─── Given text

Magnetic Fields @ MFA

Magnetic Fields: Expanding American Abstraction, 1960s to Today, which celebrates “the contributions of black women in the field of abstract art,” is a stunning exhibition that features many powerful examples of abstract art. Walking through the exhibition, I am immediately struck by both the overall scale and the diversity and depth of the selections. Having seen the work of Chakaia Booker many times before, I am happy to experience her work again, especially in this context. El Gato (2001), a rubber-tire and wood sculpture that is utterly textural and profoundly present, simultaneously challenges and captivates the viewer with waves of wild shapes and fluid gestures.

──────

■ What the exercise asks
Answer the following from the exhibition review:
1. What is the full title of the exhibition?
2. According to the quoted phrase, whose contributions does the exhibition celebrate?
3. What materials make up El Gato, and in what year was it made?

─── Dataset

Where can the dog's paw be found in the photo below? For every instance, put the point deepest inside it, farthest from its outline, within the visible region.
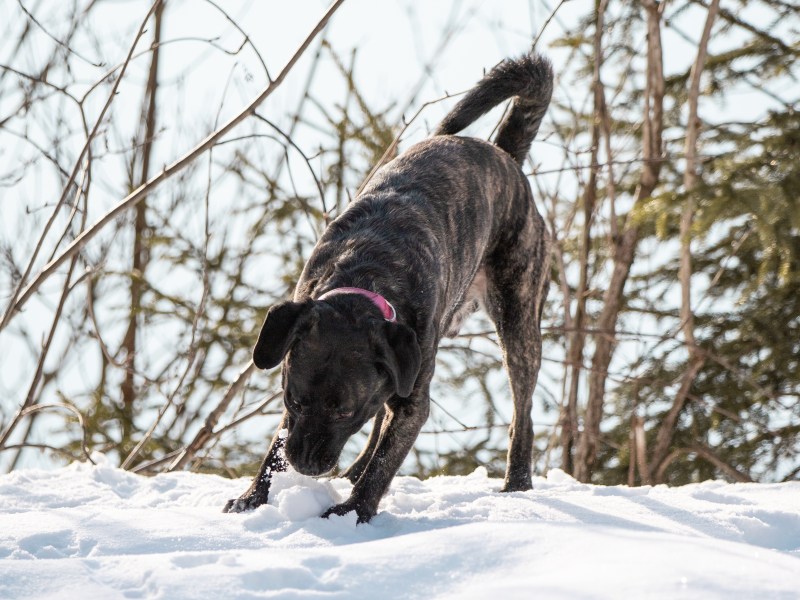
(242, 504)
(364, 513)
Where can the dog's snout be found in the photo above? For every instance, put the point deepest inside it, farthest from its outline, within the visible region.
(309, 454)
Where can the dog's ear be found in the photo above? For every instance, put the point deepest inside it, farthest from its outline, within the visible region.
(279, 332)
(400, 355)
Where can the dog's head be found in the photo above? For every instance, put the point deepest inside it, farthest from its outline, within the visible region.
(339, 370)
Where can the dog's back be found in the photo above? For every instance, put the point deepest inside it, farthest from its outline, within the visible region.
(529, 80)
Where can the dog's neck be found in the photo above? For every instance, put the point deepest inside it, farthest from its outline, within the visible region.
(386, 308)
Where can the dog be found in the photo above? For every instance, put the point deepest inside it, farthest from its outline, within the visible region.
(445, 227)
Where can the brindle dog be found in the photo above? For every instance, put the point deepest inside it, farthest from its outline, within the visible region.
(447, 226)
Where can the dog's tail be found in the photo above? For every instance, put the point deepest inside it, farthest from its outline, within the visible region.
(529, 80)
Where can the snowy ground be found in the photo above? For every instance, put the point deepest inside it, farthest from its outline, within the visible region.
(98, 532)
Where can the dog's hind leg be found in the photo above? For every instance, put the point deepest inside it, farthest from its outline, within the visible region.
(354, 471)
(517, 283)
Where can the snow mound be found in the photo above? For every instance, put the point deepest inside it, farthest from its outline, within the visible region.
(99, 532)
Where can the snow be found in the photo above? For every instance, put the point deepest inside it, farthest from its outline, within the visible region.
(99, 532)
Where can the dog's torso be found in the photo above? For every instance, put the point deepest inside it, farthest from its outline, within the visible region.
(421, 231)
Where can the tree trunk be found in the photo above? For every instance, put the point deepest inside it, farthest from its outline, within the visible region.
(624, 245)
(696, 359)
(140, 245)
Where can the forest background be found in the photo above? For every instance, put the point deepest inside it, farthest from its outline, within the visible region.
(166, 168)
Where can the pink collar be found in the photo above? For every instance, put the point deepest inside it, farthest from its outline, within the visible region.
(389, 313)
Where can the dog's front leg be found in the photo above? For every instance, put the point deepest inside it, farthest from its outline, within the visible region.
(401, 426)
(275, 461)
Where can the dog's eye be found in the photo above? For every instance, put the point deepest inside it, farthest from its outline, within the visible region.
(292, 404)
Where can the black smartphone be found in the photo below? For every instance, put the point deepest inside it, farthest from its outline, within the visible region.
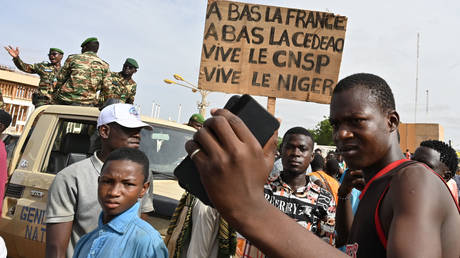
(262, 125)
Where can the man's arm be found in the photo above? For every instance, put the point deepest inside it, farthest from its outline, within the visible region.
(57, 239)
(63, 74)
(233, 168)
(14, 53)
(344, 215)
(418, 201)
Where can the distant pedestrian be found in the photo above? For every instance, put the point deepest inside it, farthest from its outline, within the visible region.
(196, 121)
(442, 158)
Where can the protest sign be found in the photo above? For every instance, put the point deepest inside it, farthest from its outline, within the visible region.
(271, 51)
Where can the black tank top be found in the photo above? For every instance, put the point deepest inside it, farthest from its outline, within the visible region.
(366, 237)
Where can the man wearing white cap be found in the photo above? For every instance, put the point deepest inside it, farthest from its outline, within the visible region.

──────

■ Response to the exercise
1. Magnetic Fields: Expanding American Abstraction, 1960s to Today
2. Black women in the field of abstract art
3. Rubber tire and wood; 2001